REQUIREMENT:
Your task is to repeat the entries underneath exactly, minus the pictures.
── ROWS ──
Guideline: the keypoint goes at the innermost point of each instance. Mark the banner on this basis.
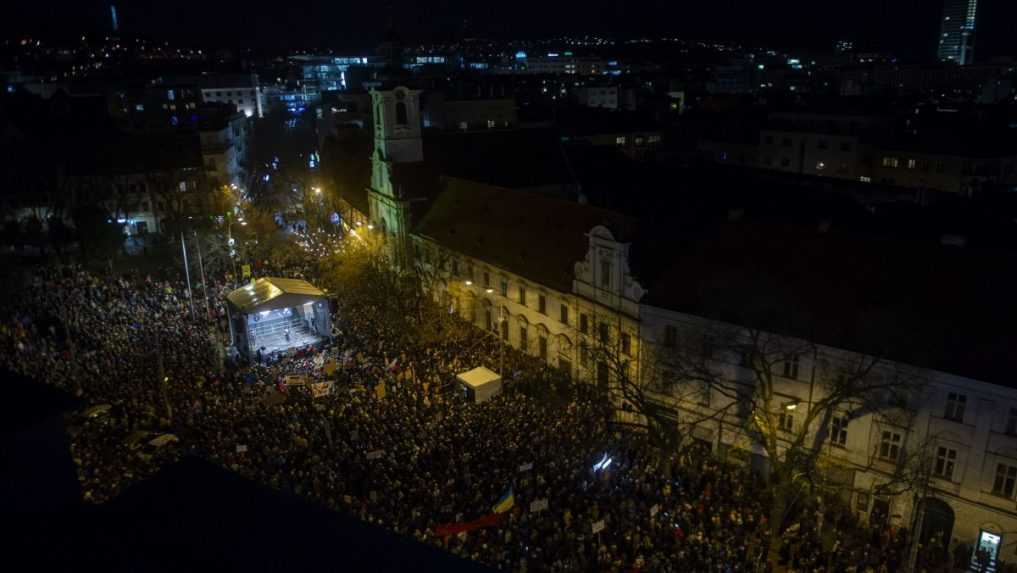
(447, 529)
(330, 367)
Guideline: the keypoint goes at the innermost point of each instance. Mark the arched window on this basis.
(401, 113)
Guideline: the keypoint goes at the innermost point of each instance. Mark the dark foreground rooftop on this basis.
(192, 516)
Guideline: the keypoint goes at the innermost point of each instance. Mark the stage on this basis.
(277, 314)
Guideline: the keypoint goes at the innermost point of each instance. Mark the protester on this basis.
(387, 439)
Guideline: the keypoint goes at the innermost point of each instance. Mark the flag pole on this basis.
(190, 293)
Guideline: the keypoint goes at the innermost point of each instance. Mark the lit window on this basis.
(786, 421)
(1006, 475)
(791, 366)
(838, 431)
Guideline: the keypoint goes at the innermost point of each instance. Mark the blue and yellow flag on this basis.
(505, 503)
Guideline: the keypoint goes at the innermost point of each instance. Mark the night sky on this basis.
(906, 26)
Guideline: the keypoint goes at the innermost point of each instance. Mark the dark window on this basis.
(890, 446)
(955, 406)
(946, 459)
(565, 366)
(670, 336)
(791, 366)
(605, 274)
(1012, 422)
(861, 502)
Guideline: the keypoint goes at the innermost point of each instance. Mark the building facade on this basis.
(552, 279)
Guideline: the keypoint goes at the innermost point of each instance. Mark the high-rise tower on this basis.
(957, 32)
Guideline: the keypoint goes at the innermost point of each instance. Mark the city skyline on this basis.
(907, 27)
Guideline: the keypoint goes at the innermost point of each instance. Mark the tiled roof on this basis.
(538, 237)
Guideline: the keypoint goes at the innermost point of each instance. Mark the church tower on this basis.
(397, 144)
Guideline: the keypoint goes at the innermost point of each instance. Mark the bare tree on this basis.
(786, 396)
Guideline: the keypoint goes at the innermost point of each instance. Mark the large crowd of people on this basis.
(395, 447)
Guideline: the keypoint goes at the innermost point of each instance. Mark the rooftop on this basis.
(528, 234)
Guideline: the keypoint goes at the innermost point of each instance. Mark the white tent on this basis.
(481, 384)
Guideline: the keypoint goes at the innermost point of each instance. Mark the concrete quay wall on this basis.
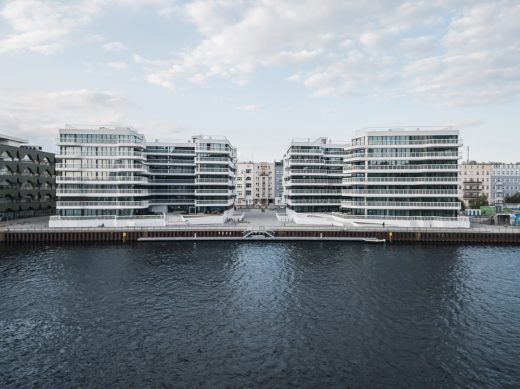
(113, 235)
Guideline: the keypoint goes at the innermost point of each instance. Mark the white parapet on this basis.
(106, 221)
(401, 221)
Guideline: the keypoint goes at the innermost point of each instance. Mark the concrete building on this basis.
(313, 172)
(27, 180)
(112, 173)
(256, 184)
(474, 181)
(403, 176)
(505, 181)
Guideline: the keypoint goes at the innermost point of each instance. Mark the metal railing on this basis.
(64, 179)
(454, 142)
(411, 218)
(100, 154)
(404, 155)
(313, 201)
(318, 191)
(400, 204)
(401, 191)
(118, 191)
(401, 167)
(101, 167)
(102, 204)
(453, 180)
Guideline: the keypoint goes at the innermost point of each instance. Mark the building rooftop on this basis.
(321, 141)
(101, 129)
(398, 130)
(11, 140)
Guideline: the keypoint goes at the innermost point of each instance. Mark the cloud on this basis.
(38, 115)
(46, 26)
(117, 65)
(114, 46)
(249, 107)
(460, 53)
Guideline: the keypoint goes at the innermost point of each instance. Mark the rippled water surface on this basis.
(260, 314)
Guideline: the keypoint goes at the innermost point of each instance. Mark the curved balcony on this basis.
(214, 192)
(171, 172)
(73, 192)
(314, 192)
(315, 172)
(411, 205)
(409, 143)
(313, 201)
(102, 204)
(400, 180)
(414, 168)
(214, 203)
(101, 168)
(404, 156)
(102, 142)
(101, 180)
(102, 155)
(401, 192)
(213, 181)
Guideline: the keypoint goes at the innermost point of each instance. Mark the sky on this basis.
(263, 72)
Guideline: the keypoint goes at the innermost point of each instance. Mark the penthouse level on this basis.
(106, 172)
(312, 175)
(404, 174)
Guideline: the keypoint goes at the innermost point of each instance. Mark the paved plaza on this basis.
(267, 218)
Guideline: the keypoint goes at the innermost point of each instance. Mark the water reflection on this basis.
(259, 314)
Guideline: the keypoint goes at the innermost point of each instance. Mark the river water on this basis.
(259, 314)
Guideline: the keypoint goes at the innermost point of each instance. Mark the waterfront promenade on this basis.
(255, 224)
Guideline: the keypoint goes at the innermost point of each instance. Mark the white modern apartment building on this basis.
(403, 176)
(256, 184)
(107, 173)
(313, 173)
(215, 173)
(505, 181)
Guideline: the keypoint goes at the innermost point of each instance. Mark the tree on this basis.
(513, 199)
(479, 201)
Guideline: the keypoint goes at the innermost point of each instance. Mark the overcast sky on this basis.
(263, 72)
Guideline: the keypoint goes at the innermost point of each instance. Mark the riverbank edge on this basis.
(122, 235)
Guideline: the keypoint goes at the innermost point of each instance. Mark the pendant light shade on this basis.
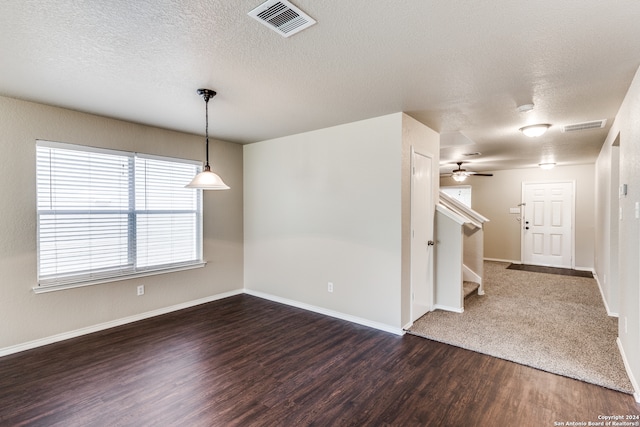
(207, 180)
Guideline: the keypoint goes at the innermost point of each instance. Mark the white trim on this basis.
(338, 315)
(634, 383)
(113, 323)
(573, 216)
(604, 300)
(503, 260)
(447, 308)
(458, 219)
(41, 289)
(470, 276)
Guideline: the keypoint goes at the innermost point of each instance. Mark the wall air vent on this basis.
(282, 17)
(596, 124)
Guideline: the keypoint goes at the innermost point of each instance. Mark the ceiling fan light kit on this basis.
(533, 131)
(207, 180)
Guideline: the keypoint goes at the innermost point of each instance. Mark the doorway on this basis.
───
SOLVED PROBLEM:
Guideline: the keypoint goes at the innermost point of each instance. Mark the banner on this basis.
(447, 529)
(330, 367)
Guideline: the keypoint goes at the innermost point of each instance. Mark the arched window on this basis.
(401, 113)
Guideline: the keypoint goes at the innermost point of each instance. Mark the dark foreground rooftop on this basis.
(192, 516)
Guideline: the keypoint goes at the innermost point of each instance. Mark the stage on this basis.
(277, 314)
Guideline: the keypoint goes at the innermost point of each instance. Mark the protester on this basis.
(387, 439)
Guideline: the keypoint goes at the innermost point of each instance. Mark the flag pole on this basis.
(190, 293)
Guideline: the keypoint goes at the innermost point of each instance. Mark the lit window on this basis.
(786, 421)
(1006, 475)
(791, 366)
(838, 431)
Guideline: the keypoint goes at the innermost point of each instance. Mark the blue and yellow flag on this basis.
(505, 503)
Guideline: the keypoint goes at the innermost point of each instance. Mark the night sky on this basis.
(906, 26)
Guideline: the keypoint goes at the innermost point of each instance. Mark the dark window on this basis.
(890, 446)
(955, 406)
(946, 459)
(565, 366)
(670, 336)
(791, 366)
(605, 274)
(1012, 422)
(861, 502)
Guideline: the keypoint goes at the innermost point of each instance. Mark the building facade on this basis.
(552, 279)
Guideline: the keypoint goes at the innermost point of each instance. Mark the high-rise tower on this basis.
(957, 32)
Guideline: the keypoint goes at the innermost point of each instance. Mark the city skyline on this basis.
(907, 27)
Guideline: the keypoint goes at the innermost point of each instance. Mark the tiled roof on this basis.
(538, 237)
Guideline: the keypoint goes at the innermost point of each instance. Mark the church tower on this basis.
(397, 144)
Guideline: the keypoint goes at the innermost point of each instance. Mark the bare tree on this basis.
(786, 396)
Guideline: the keypoint goes at the innermost point of each instance. Mark the large crowd of people on this basis.
(395, 447)
Guideline: the keypoint goes at the innermost point of each instance. Mark the rooftop on this basis.
(528, 234)
Guideline: the keypoint goes at the innermost point of each instance. Mark the white tent on this basis.
(481, 384)
Guideline: the keypoint goes at the innermost point of each instance. Mark the concrete quay wall on this basis.
(113, 235)
Guideline: the keypoint goes at the innermost point of each instance. Mark the white parapet on this basis.
(106, 221)
(401, 221)
Guideline: the keypoint goes at the innermost point of each instance. Mark the concrete building on this basis.
(313, 172)
(27, 180)
(112, 173)
(256, 184)
(474, 181)
(403, 176)
(505, 181)
Guideline: the keypoint goes at the innermost point of each instance. Mark the metal railing on this basis.
(64, 179)
(454, 142)
(411, 218)
(100, 154)
(404, 155)
(313, 201)
(318, 191)
(400, 204)
(401, 191)
(118, 191)
(401, 167)
(101, 167)
(102, 204)
(453, 180)
Guideline: the keypoint goes at the innermost point of each instance. Mark the building rooftop on this basis.
(321, 141)
(101, 129)
(398, 130)
(11, 140)
Guideline: the keypoint goes at the innermost point of each instance. Mark the cloud on this basis.
(38, 115)
(46, 26)
(117, 65)
(114, 46)
(249, 107)
(460, 53)
Guideline: the keypoint goes at the innermost point of each instance. Mark the rippled water surface on this basis.
(260, 314)
Guideline: the keypoint goes at the innermost point of each instance. Mark the curved balcony on this basis.
(214, 192)
(171, 172)
(73, 192)
(314, 192)
(315, 172)
(411, 205)
(409, 143)
(313, 201)
(102, 204)
(400, 180)
(414, 168)
(214, 203)
(101, 168)
(404, 156)
(102, 142)
(101, 180)
(102, 155)
(401, 192)
(213, 181)
Guideline: the keypoint goes at the innermost point of each instance. Mark the sky on this basis.
(263, 72)
Guideline: the keypoint goes at the innermost point of each instance. Mark the penthouse level on this basis.
(106, 172)
(312, 175)
(404, 174)
Guideline: the keypoint goes at the innermost point of each instance. Mark the paved plaza on this basis.
(267, 218)
Guideline: the keypoint goes at the innermost point of each instance. Mark the water reflection on this basis.
(259, 314)
Guideline: the keypoint goes at the innermost point of each instance. Mark the river water on this basis.
(259, 314)
Guideline: the keypoint goes at the innermost point of each instance. Mark the waterfront promenade on this basis.
(255, 224)
Guideline: the keypoint goes at the innermost point of each instance. Mark the white modern apartment building on this basis.
(403, 176)
(256, 184)
(107, 173)
(313, 173)
(215, 173)
(505, 181)
Guideline: the keypoint goes at the innermost point of each instance. Mark the tree on this basis.
(513, 199)
(479, 201)
Guideline: the keypoint goes at the innermost point of each instance. Mark the overcast sky on this basis.
(263, 72)
Guideline: the keypoint goes at the innermost point of each instance. Mark the riverbank edge on this basis.
(122, 235)
Guideline: the keypoint goes at the innermost point of each instance. Mark the pendant light shade on this basis.
(207, 180)
Guideline: the keypoint goes at the innermost point of each instance. Mark the white trim on this basis.
(338, 315)
(634, 383)
(113, 323)
(573, 216)
(604, 300)
(503, 260)
(447, 308)
(458, 219)
(41, 289)
(470, 276)
Guideline: the keypoint goes at the innermost point of each instance. Mark the wall air vent on this basis.
(282, 17)
(596, 124)
Guideline: the keypoint goes at the innermost point of each instance. Mark the ceiling fan light kit on this basis.
(533, 131)
(207, 180)
Guideline: the keypoint goes at the innermost point of each instance. Mark the doorway on this basis.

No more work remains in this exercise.